▸ Exercise
Write out again, exactly, the lines below starting at the one with "this sample: (36,312)." and ending at the one with "this sample: (666,480).".

Image-grounded pointing data:
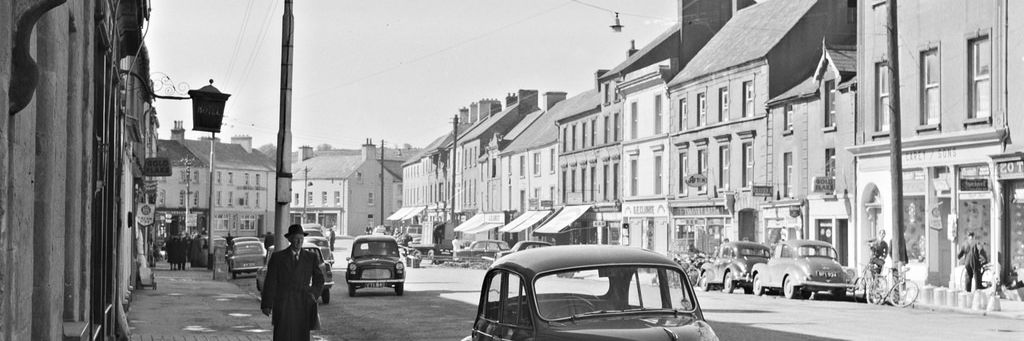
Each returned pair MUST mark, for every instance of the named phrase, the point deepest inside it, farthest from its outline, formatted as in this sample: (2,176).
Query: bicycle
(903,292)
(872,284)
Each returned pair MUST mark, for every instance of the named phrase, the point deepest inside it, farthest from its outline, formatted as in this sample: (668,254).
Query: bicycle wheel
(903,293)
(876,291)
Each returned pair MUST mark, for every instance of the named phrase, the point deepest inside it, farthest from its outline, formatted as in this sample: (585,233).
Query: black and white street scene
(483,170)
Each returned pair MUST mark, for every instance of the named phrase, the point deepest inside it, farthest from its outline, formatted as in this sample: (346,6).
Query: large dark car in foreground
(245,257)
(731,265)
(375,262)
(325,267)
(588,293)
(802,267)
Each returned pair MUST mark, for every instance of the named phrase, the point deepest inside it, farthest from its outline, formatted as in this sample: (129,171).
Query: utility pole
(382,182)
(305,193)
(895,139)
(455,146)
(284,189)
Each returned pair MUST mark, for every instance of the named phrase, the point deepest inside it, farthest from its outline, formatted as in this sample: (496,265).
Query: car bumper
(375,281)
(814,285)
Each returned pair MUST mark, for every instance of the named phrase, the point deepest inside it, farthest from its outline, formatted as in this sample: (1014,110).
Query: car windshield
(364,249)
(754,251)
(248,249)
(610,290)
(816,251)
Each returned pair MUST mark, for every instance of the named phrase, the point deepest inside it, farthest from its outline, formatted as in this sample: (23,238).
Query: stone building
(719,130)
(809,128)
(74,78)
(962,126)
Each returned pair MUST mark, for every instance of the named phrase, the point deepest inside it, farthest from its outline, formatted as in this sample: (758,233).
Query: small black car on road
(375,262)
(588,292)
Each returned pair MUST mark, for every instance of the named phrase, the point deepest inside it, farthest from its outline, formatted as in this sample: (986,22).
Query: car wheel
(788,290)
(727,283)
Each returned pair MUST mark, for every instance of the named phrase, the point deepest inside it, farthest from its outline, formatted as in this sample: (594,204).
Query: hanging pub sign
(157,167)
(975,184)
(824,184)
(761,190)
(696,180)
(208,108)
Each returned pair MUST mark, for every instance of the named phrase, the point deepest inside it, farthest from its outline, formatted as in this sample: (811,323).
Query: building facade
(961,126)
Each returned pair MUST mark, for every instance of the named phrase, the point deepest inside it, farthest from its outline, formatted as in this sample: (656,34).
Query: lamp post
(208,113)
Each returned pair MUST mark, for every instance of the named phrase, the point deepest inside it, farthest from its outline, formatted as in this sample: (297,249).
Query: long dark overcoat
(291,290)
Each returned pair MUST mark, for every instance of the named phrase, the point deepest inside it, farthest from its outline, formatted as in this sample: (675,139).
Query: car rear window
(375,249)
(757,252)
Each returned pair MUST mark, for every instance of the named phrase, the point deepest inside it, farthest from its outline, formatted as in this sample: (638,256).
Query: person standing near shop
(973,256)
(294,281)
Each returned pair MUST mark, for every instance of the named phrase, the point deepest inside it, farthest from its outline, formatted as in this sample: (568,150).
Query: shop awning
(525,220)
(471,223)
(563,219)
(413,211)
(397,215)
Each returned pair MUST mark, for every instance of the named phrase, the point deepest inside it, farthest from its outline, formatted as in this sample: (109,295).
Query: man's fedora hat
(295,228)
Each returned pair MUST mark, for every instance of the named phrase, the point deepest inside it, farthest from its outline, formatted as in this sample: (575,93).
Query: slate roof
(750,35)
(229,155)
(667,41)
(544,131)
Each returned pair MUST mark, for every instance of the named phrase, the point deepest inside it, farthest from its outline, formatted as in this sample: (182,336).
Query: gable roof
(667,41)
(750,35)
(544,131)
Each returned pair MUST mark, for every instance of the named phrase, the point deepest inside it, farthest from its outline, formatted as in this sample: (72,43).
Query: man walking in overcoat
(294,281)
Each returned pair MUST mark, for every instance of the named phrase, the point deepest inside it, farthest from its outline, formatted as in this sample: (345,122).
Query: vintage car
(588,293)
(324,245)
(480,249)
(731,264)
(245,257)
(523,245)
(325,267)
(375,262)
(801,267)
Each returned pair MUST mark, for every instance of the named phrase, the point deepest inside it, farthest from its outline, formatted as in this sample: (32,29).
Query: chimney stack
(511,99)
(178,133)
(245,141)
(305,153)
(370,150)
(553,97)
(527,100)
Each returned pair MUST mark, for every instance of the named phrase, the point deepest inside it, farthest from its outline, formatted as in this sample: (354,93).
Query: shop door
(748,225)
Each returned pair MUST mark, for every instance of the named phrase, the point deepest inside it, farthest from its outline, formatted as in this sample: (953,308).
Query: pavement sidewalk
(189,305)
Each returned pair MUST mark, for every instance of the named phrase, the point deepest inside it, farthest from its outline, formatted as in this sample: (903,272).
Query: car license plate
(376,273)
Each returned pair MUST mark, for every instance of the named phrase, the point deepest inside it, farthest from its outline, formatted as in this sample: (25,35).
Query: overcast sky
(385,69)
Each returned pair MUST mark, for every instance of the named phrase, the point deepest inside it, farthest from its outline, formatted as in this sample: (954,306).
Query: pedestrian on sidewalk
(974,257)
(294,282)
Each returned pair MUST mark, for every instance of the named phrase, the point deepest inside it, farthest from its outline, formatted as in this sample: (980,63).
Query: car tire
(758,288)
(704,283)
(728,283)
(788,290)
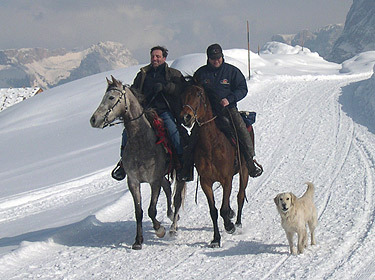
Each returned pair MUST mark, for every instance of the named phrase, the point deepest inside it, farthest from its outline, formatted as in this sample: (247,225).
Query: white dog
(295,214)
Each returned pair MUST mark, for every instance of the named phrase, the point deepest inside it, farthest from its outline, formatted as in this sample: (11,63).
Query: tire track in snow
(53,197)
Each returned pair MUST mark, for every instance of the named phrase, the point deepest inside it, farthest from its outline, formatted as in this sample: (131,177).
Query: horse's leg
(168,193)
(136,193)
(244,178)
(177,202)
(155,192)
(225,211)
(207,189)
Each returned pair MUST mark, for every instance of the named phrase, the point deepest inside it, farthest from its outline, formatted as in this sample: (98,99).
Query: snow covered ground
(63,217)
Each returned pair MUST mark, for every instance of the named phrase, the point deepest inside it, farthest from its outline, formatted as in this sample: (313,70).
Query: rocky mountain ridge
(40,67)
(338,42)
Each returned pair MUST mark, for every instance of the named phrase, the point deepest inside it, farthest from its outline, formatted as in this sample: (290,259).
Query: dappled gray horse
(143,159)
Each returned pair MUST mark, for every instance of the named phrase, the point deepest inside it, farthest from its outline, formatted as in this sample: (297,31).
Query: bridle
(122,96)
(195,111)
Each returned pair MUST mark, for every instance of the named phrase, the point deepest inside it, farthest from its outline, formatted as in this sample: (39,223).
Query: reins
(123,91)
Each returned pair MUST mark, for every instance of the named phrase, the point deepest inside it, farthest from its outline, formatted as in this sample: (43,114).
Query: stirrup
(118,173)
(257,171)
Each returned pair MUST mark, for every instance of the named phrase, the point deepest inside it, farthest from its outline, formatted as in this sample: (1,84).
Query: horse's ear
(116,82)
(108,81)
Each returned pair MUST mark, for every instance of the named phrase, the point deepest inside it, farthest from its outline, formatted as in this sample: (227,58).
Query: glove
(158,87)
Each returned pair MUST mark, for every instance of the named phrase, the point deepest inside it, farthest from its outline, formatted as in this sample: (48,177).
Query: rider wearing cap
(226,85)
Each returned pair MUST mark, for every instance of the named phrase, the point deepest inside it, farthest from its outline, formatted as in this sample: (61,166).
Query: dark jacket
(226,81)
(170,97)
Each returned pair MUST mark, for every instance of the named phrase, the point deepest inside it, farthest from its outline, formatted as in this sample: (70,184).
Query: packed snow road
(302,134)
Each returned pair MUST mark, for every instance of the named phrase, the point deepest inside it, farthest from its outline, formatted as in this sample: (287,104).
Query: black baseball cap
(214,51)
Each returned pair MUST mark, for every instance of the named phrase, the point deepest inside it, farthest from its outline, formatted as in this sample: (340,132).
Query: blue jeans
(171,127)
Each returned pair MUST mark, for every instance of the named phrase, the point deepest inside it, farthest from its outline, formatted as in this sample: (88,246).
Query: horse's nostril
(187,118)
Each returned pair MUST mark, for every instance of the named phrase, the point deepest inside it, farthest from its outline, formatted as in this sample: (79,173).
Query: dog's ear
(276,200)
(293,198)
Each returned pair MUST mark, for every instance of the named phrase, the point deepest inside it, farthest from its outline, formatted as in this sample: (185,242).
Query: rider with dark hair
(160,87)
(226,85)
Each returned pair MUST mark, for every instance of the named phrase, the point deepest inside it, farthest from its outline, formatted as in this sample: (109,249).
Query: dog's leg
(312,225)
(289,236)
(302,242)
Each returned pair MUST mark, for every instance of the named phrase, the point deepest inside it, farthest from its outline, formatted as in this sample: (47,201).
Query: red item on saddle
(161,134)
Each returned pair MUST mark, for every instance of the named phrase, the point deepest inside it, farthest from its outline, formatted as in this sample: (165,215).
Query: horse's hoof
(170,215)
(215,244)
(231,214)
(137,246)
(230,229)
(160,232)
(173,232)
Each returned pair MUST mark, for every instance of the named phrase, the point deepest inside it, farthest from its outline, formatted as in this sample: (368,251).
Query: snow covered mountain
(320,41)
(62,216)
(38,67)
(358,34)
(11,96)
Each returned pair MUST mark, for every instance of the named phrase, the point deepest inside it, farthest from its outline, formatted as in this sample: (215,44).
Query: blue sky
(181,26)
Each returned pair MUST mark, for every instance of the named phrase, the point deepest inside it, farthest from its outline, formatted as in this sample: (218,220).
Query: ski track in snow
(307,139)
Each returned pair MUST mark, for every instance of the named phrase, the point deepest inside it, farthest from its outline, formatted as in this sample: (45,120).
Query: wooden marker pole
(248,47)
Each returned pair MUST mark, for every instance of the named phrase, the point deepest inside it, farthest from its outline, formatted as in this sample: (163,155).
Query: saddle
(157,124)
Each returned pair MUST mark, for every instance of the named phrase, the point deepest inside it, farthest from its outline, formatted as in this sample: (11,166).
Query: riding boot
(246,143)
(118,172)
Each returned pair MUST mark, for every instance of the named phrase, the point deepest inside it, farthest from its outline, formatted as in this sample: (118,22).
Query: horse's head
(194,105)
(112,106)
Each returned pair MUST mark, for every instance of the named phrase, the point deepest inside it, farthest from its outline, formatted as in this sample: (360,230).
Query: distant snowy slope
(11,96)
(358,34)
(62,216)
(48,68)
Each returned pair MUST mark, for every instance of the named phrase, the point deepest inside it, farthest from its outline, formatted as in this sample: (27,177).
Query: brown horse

---

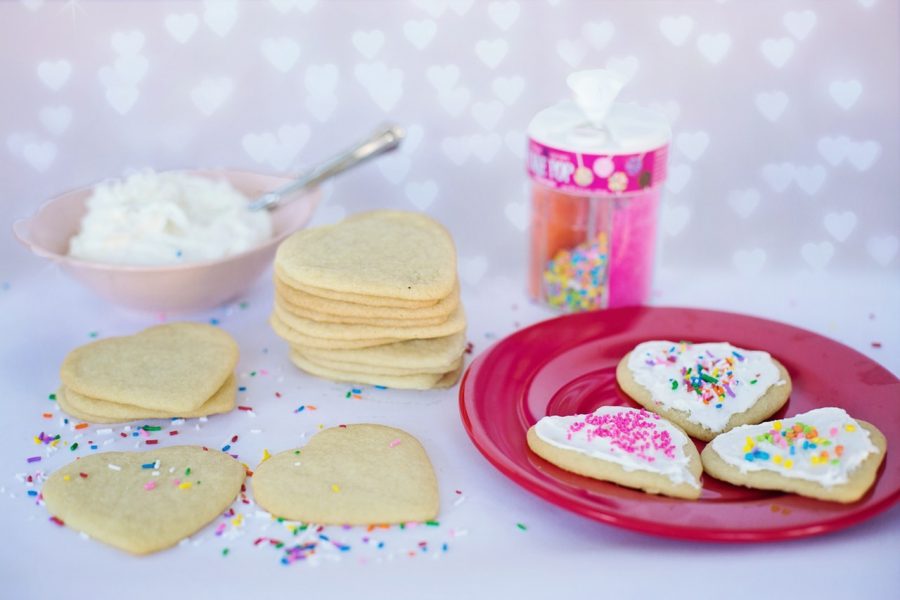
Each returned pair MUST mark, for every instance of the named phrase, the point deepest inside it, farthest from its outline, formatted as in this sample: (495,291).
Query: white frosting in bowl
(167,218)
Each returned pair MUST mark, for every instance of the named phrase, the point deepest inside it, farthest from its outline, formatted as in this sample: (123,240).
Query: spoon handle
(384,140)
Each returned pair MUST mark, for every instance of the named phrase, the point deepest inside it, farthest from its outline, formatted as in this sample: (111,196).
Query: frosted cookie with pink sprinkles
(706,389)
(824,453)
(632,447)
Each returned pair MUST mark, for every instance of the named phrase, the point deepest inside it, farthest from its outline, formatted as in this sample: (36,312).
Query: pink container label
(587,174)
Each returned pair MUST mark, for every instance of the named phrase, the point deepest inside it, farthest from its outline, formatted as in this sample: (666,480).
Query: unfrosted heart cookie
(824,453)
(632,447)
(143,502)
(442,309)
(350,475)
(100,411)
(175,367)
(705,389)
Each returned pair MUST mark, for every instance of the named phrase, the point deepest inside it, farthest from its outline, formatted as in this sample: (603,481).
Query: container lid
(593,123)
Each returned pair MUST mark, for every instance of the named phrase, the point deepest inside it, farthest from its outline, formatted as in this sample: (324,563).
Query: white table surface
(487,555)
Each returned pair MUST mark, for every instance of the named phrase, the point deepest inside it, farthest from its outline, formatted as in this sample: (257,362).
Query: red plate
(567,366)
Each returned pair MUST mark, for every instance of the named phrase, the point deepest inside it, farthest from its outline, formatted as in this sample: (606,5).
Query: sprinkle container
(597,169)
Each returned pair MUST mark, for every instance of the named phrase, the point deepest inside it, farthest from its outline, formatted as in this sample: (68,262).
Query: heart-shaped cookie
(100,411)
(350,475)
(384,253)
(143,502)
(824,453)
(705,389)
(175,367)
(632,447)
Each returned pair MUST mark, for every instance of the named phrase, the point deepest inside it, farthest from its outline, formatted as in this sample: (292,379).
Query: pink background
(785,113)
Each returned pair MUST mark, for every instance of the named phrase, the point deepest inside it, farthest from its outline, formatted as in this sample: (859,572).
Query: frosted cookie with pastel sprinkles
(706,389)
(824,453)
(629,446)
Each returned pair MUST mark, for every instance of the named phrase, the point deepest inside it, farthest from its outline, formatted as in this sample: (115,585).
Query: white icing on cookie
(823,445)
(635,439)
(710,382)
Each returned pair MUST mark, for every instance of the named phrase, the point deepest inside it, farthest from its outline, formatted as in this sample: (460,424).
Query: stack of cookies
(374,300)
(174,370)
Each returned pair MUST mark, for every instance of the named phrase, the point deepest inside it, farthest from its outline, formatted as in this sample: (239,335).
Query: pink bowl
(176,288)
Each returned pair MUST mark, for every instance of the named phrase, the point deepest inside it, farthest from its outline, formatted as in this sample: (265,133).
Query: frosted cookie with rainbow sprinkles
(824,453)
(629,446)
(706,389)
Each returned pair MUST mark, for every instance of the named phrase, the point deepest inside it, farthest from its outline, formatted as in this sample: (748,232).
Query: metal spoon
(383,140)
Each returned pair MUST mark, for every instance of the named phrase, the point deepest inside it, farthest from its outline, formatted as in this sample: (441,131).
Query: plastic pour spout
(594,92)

▸ Answer space
Each returned pair MUST mark, for every instance of the named phrase, the point deepest inside it, farthest from its outline, formatted as in this sample: (36,312).
Query: pink container label
(587,174)
Each returned pair MUST mark, for every instance of the named phrase, the point deepest inside it, farthest from its outline, formatted as in this sample: (666,480).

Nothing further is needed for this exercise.